◆ Source document
● ● ● ● ●

- Born: October 16, 1929 Trujillo Alto, Puerto Rico
- Died: February 2, 2015 (aged 85) Trujillo Alto, Puerto Rico
- Occupation: Author
- Writing career
- Notable works: Schemes in the Month of March Hot Soles in Harlem
- Website: www.emiliodiazvalcarcel.com

= Emilio Díaz Valcárcel =

Puerto Rican fiction writer (born 1929)

Emilio Díaz Valcárcel (October 16, 1929 – February 2, 2015) was an acclaimed Puerto Rican writer who won several awards. He addresses numerous social issues in his novels, short stories, and plays.

● ● ● ● ●

◆ Extracted records

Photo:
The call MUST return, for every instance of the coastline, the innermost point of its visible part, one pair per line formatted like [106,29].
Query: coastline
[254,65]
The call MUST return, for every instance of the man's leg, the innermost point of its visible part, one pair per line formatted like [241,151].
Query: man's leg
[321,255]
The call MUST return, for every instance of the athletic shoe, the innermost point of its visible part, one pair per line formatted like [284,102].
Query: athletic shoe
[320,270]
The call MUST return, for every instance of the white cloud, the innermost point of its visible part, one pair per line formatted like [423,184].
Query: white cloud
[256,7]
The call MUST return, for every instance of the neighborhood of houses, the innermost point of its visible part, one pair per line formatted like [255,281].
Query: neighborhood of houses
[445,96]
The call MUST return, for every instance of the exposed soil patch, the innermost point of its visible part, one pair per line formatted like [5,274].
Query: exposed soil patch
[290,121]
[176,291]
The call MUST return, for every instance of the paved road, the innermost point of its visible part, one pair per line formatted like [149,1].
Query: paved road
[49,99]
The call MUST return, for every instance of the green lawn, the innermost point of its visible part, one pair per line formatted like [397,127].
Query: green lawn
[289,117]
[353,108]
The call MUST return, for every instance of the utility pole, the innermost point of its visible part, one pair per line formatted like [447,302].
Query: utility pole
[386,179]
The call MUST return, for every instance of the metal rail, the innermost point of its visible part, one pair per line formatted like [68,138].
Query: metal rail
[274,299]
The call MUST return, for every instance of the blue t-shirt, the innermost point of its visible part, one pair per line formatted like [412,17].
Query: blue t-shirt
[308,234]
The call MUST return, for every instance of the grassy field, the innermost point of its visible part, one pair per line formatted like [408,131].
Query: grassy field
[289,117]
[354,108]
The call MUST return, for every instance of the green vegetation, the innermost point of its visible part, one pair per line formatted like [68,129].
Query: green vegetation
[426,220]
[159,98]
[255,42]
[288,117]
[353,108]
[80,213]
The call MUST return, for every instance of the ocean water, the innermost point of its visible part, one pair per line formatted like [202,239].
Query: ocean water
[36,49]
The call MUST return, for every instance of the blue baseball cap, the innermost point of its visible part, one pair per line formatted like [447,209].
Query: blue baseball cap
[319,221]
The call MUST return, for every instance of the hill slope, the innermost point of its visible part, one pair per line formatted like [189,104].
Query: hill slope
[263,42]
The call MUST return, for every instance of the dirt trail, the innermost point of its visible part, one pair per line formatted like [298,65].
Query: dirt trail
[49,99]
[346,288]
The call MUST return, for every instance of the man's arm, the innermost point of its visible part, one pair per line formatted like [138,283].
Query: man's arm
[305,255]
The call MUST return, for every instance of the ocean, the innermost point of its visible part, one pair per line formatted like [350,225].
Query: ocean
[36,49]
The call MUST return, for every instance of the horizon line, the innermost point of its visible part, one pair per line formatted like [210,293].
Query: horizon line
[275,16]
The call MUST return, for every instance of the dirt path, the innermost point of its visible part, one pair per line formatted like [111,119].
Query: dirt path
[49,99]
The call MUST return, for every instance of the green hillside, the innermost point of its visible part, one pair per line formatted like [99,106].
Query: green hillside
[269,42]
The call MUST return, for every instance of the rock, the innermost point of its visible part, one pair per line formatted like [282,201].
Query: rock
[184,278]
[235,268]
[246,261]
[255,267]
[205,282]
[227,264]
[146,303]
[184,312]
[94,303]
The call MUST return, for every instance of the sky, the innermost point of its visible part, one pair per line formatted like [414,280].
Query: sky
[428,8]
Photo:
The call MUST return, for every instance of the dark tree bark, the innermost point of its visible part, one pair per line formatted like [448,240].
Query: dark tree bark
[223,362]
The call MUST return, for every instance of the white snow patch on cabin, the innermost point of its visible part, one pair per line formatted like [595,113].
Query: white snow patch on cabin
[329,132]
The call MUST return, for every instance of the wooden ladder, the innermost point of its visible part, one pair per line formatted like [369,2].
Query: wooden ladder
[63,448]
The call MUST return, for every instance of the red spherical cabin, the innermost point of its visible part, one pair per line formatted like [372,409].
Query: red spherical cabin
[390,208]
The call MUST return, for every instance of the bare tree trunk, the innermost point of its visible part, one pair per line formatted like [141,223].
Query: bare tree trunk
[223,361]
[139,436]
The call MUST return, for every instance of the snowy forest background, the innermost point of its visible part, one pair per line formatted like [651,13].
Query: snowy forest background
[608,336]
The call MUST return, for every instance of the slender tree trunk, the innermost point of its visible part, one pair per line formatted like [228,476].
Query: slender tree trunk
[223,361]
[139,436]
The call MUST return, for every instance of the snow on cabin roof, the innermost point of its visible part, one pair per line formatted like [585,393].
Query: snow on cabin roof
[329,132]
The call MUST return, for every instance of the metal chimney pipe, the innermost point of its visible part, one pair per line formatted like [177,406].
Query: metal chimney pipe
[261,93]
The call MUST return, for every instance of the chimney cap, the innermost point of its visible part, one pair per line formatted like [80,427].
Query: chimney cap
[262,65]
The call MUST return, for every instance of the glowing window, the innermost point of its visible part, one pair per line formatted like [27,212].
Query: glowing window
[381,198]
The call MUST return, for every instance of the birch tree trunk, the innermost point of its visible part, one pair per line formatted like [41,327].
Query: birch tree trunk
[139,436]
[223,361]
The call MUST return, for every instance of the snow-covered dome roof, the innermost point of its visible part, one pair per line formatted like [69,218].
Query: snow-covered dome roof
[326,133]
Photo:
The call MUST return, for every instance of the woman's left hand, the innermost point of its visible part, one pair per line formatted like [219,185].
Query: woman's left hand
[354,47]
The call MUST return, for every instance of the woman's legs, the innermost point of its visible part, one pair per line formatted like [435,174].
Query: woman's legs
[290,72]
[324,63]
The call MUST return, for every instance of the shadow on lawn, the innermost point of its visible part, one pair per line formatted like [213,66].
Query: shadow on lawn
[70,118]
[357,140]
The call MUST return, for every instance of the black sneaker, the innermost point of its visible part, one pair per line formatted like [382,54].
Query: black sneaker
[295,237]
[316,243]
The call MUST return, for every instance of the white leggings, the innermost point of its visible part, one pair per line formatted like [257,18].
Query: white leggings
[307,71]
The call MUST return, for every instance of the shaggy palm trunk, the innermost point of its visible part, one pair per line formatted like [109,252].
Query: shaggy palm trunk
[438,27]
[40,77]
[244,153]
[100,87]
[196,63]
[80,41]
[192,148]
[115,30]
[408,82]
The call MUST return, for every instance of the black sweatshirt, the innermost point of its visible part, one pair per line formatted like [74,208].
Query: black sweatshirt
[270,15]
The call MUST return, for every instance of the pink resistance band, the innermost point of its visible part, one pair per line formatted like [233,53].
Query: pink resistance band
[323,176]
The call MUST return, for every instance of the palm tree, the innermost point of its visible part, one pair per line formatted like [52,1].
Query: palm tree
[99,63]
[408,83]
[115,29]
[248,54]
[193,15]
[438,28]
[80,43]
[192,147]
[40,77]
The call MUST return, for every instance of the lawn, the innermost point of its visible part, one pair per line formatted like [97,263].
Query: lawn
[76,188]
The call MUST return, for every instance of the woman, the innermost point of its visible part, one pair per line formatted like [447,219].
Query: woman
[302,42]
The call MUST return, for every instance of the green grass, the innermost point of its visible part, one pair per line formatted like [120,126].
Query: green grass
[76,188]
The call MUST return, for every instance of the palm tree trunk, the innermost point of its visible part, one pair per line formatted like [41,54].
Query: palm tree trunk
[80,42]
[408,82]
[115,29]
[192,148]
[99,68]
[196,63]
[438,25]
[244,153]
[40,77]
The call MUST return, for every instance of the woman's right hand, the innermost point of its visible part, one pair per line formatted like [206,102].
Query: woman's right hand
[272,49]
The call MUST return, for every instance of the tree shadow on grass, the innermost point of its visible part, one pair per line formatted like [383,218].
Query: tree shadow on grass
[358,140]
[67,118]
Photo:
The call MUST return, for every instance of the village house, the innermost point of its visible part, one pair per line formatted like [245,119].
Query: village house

● ● ● ● ●

◆ Directives
**1)** According to the Emilio Díaz Valcárcel profile, where did he die?
**2)** List every literary form in which the Emilio Díaz Valcárcel profile says he addressed social issues.
**3)** Translate this sentence from the Emilio Díaz Valcárcel profile into Spanish: "He addresses numerous social issues in his novels, short stories, and plays."

◆ Results of the exercise
**1)** Trujillo Alto, Puerto Rico

**2)** Novels, short stories, plays

**3)** Aborda numerosos problemas sociales en sus novelas, cuentos y obras de teatro.